═════ EXCERPTED RECORDS ═════
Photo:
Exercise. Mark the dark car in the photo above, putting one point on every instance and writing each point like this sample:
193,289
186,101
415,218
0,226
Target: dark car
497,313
═════
═════ EXCERPTED RECORDS ═════
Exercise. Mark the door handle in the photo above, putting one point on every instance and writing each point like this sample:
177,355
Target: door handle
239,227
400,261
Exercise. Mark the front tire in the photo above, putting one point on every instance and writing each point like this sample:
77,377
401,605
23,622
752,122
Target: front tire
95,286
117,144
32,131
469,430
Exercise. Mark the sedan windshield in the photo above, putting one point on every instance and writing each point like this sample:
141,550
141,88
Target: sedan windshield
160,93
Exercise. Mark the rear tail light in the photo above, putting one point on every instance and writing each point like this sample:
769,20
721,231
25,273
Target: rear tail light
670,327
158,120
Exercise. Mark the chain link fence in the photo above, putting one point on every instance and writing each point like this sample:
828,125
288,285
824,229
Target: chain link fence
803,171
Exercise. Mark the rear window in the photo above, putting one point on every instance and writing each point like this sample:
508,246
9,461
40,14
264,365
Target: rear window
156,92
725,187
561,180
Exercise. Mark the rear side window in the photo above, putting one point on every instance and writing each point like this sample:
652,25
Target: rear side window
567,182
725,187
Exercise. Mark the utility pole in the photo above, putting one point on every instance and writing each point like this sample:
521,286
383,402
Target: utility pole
═════
AIM OF THE EXERCISE: Duplicate everything in the listing above from the line containing "Exercise. Mark the rear window" down to the line containing "Target: utility pole", both of those lines included.

FINISHED TASK:
Exercise. Mark the rear window in the photo above, putting one point on every instance and writing each point like this sample:
508,246
9,461
40,14
264,365
Target: rear window
156,92
725,187
561,180
Exercise. Mark the rear side window in the photo above, putting one point on every instance and writing each point like this sample:
652,25
Target: rear side window
567,182
725,187
Exercise. Mark the utility pole in the photo above, putting one point on every instance and writing each point like this sample:
521,286
383,402
Target: utility pole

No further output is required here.